__Given exercise__.
Please return each line of the items below that contains the word "gold", treating uppercase and lowercase as different.

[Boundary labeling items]

════════════════════

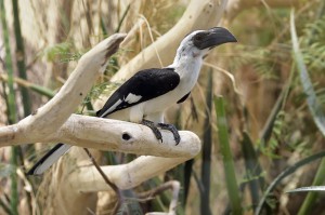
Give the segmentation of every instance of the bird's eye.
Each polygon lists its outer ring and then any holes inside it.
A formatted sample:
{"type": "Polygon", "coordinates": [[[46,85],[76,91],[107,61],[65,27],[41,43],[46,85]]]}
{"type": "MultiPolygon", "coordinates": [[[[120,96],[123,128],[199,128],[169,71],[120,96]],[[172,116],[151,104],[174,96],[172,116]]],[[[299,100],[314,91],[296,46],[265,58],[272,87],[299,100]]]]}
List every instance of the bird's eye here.
{"type": "Polygon", "coordinates": [[[195,41],[202,41],[202,39],[203,39],[203,35],[196,35],[196,36],[194,37],[194,40],[195,40],[195,41]]]}

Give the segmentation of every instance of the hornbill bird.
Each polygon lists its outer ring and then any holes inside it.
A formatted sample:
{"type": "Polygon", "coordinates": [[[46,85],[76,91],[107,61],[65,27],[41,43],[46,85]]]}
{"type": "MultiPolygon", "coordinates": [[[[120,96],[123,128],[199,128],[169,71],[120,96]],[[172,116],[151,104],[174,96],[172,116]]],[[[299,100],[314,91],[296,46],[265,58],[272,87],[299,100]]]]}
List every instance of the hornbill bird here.
{"type": "MultiPolygon", "coordinates": [[[[156,138],[161,142],[162,137],[157,127],[169,130],[178,145],[180,135],[172,124],[164,123],[164,111],[188,97],[197,82],[203,58],[211,49],[236,41],[236,38],[222,27],[188,33],[178,48],[171,65],[138,71],[113,93],[96,116],[142,123],[151,127],[156,138]]],[[[69,148],[69,145],[57,144],[27,174],[42,174],[69,148]]]]}

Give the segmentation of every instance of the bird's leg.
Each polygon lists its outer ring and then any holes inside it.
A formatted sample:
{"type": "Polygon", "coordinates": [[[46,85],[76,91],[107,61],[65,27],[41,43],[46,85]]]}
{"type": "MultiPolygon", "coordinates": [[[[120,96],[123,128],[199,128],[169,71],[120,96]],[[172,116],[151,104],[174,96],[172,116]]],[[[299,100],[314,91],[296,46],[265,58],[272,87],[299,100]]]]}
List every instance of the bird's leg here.
{"type": "Polygon", "coordinates": [[[177,145],[179,145],[179,143],[181,142],[181,136],[179,134],[179,131],[176,129],[176,126],[173,124],[158,123],[158,126],[161,130],[170,131],[173,135],[173,138],[174,138],[177,145]]]}
{"type": "Polygon", "coordinates": [[[143,119],[141,124],[150,127],[155,134],[156,138],[162,143],[162,135],[154,122],[143,119]]]}

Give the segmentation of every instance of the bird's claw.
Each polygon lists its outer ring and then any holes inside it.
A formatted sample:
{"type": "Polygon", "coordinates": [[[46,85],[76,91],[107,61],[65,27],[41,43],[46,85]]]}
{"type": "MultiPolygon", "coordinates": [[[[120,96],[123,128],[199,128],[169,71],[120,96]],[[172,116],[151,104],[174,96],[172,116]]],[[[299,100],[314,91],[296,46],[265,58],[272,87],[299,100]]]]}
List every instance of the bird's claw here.
{"type": "MultiPolygon", "coordinates": [[[[154,122],[148,121],[148,120],[142,120],[142,124],[146,125],[147,127],[150,127],[153,131],[153,133],[156,136],[156,138],[162,143],[162,135],[161,135],[160,131],[158,130],[158,127],[155,125],[154,122]]],[[[176,126],[173,124],[158,123],[158,126],[161,130],[168,130],[168,131],[170,131],[172,133],[172,135],[173,135],[173,138],[174,138],[176,143],[177,143],[176,145],[180,144],[181,136],[179,134],[179,131],[176,129],[176,126]]]]}

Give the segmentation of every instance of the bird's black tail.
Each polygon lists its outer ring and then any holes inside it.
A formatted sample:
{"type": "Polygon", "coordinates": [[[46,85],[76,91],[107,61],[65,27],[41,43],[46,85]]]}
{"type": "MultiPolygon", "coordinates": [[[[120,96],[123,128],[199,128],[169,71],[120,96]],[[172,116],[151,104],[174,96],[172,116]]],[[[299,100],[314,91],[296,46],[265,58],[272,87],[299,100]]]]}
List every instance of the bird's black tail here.
{"type": "Polygon", "coordinates": [[[27,172],[27,175],[40,175],[46,172],[53,163],[55,163],[64,153],[66,153],[70,145],[56,144],[48,153],[46,153],[36,164],[27,172]]]}

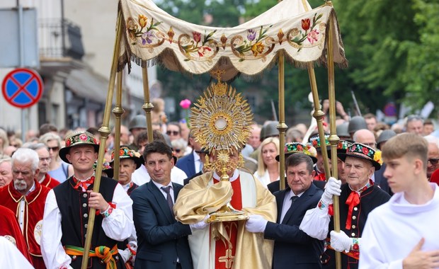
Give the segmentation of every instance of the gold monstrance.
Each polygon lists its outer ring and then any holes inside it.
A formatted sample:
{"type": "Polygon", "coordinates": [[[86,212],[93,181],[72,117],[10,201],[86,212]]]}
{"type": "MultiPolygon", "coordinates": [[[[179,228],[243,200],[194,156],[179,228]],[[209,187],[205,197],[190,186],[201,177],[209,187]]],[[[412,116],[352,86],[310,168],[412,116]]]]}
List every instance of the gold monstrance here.
{"type": "MultiPolygon", "coordinates": [[[[205,168],[221,172],[221,181],[229,181],[227,171],[242,167],[243,157],[239,154],[238,161],[230,159],[229,154],[238,151],[246,143],[250,135],[250,124],[253,115],[249,103],[241,93],[227,83],[221,82],[224,71],[212,72],[218,79],[212,83],[200,96],[192,108],[190,126],[195,140],[216,160],[209,162],[206,156],[205,168]]],[[[247,219],[244,212],[236,210],[227,202],[216,212],[211,214],[209,222],[229,222],[247,219]]]]}

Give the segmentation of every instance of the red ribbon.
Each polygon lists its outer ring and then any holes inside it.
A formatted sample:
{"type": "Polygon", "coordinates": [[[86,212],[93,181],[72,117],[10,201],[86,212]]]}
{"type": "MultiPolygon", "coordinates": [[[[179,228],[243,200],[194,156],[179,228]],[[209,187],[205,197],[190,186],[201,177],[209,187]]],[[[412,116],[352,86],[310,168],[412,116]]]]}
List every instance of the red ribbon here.
{"type": "Polygon", "coordinates": [[[75,181],[75,182],[76,183],[76,185],[74,185],[74,187],[73,187],[75,190],[77,190],[79,186],[81,187],[81,190],[85,191],[87,190],[87,188],[89,188],[89,186],[91,184],[93,184],[93,183],[94,182],[94,176],[92,176],[90,178],[89,178],[86,181],[81,181],[80,180],[77,179],[76,178],[73,178],[73,179],[75,181]]]}
{"type": "Polygon", "coordinates": [[[350,229],[350,224],[352,222],[352,210],[353,207],[360,204],[360,195],[355,191],[351,191],[348,200],[346,200],[346,205],[349,205],[349,211],[348,212],[348,218],[346,219],[346,229],[350,229]]]}

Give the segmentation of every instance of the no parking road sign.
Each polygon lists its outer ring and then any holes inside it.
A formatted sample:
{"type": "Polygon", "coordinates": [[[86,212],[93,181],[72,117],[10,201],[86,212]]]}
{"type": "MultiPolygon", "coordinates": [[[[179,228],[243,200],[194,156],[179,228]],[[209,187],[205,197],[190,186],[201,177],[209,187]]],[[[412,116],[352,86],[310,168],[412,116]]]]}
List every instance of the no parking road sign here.
{"type": "Polygon", "coordinates": [[[1,84],[5,100],[20,108],[29,108],[38,102],[43,89],[42,80],[38,73],[25,68],[10,71],[1,84]]]}

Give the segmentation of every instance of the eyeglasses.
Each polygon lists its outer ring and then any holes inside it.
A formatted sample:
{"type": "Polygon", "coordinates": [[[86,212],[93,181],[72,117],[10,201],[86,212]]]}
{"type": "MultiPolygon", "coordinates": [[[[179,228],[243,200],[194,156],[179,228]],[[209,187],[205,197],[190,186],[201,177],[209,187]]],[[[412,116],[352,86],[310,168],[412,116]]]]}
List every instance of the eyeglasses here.
{"type": "Polygon", "coordinates": [[[52,161],[51,158],[40,158],[40,161],[47,161],[50,163],[50,161],[52,161]]]}
{"type": "Polygon", "coordinates": [[[412,120],[423,120],[423,119],[418,115],[411,115],[407,116],[407,122],[412,120]]]}
{"type": "Polygon", "coordinates": [[[377,143],[362,143],[362,144],[367,147],[370,147],[372,148],[375,148],[377,146],[377,143]]]}
{"type": "Polygon", "coordinates": [[[171,134],[172,134],[172,135],[178,135],[178,134],[180,134],[180,132],[178,132],[178,131],[166,131],[166,134],[171,135],[171,134]]]}

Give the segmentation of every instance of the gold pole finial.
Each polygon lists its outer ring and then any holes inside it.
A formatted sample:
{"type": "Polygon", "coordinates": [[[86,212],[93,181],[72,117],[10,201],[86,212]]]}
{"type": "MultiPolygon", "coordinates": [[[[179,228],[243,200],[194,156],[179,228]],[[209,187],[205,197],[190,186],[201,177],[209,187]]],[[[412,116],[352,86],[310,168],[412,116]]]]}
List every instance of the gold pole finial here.
{"type": "Polygon", "coordinates": [[[226,71],[225,71],[225,70],[222,70],[222,69],[220,69],[219,68],[217,68],[215,70],[212,70],[209,73],[210,73],[210,75],[212,76],[215,76],[217,79],[217,80],[218,81],[218,82],[220,82],[221,81],[221,76],[222,76],[224,74],[226,74],[226,71]]]}

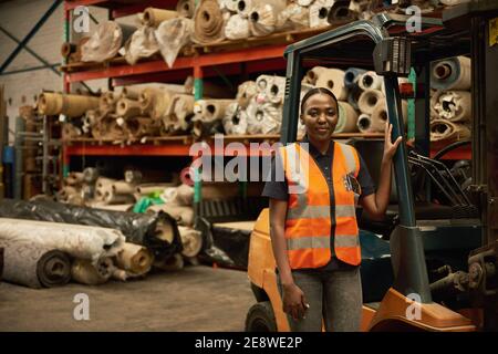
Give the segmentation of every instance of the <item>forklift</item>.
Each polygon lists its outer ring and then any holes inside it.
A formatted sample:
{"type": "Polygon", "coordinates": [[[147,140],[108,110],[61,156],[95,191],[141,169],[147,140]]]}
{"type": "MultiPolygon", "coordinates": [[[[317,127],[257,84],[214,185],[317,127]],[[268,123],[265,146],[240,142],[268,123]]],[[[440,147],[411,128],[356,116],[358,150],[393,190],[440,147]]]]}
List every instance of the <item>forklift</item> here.
{"type": "MultiPolygon", "coordinates": [[[[497,18],[497,1],[474,0],[446,8],[438,17],[423,17],[421,31],[412,32],[408,17],[378,13],[291,44],[284,52],[282,144],[297,140],[307,64],[370,67],[383,75],[393,140],[405,134],[398,77],[412,69],[416,73],[415,142],[401,144],[393,159],[397,204],[390,206],[381,226],[357,210],[362,331],[498,330],[497,18]],[[432,64],[457,55],[471,59],[471,140],[450,144],[430,158],[432,64]],[[471,149],[471,183],[465,188],[439,160],[463,145],[471,149]],[[417,178],[421,175],[424,178],[417,178]]],[[[372,170],[380,165],[383,140],[347,143],[375,179],[372,170]]],[[[248,275],[257,302],[247,314],[249,332],[289,331],[269,230],[269,210],[263,209],[250,238],[248,275]]]]}

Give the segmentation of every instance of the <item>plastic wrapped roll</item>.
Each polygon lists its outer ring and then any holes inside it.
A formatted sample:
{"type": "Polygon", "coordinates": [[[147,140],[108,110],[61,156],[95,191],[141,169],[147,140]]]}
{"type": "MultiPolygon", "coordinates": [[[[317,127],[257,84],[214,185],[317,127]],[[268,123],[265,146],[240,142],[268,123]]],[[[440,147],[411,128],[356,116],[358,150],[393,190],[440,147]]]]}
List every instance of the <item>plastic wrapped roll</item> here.
{"type": "Polygon", "coordinates": [[[434,106],[440,118],[452,122],[469,122],[471,118],[471,95],[467,91],[448,91],[438,96],[434,106]]]}
{"type": "Polygon", "coordinates": [[[381,90],[383,77],[378,76],[374,71],[363,73],[357,84],[362,90],[381,90]]]}
{"type": "Polygon", "coordinates": [[[384,94],[378,90],[365,90],[360,95],[360,98],[357,101],[357,107],[362,113],[366,113],[369,115],[372,114],[373,110],[375,108],[377,102],[380,100],[383,100],[384,94]]]}
{"type": "Polygon", "coordinates": [[[80,117],[89,110],[98,108],[98,97],[43,92],[38,97],[38,112],[43,115],[63,114],[80,117]]]}
{"type": "Polygon", "coordinates": [[[344,71],[342,70],[328,69],[322,71],[315,85],[329,88],[339,101],[347,100],[347,88],[344,86],[344,71]]]}
{"type": "Polygon", "coordinates": [[[149,27],[158,27],[160,22],[178,17],[178,12],[164,9],[147,8],[144,10],[143,23],[149,27]]]}
{"type": "MultiPolygon", "coordinates": [[[[231,0],[230,0],[231,1],[231,0]]],[[[236,13],[230,17],[225,27],[225,37],[229,40],[241,40],[249,38],[251,34],[249,29],[249,20],[241,14],[236,13]]]]}
{"type": "Polygon", "coordinates": [[[430,87],[435,90],[470,90],[471,67],[467,56],[455,56],[432,63],[430,87]]]}
{"type": "Polygon", "coordinates": [[[339,121],[334,133],[357,132],[357,113],[347,102],[339,101],[339,121]]]}
{"type": "Polygon", "coordinates": [[[71,279],[71,261],[64,252],[29,239],[1,239],[3,280],[30,288],[53,288],[71,279]]]}

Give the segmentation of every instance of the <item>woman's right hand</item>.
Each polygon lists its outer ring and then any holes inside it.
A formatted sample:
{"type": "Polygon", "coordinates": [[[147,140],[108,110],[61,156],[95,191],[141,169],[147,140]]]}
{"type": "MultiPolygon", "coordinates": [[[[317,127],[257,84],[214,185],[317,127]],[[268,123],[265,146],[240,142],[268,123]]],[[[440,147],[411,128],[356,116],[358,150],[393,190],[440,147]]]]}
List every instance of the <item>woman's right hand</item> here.
{"type": "Polygon", "coordinates": [[[304,312],[308,309],[308,304],[304,300],[304,293],[294,283],[283,285],[283,312],[291,315],[295,321],[301,320],[304,316],[304,312]]]}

════════════════════

__The reply__.
Give the segmentation of every instance of the gold monstrance.
List every instance of the gold monstrance here.
Give the segmentation of every instance of the gold pole finial.
List every instance of the gold pole finial here.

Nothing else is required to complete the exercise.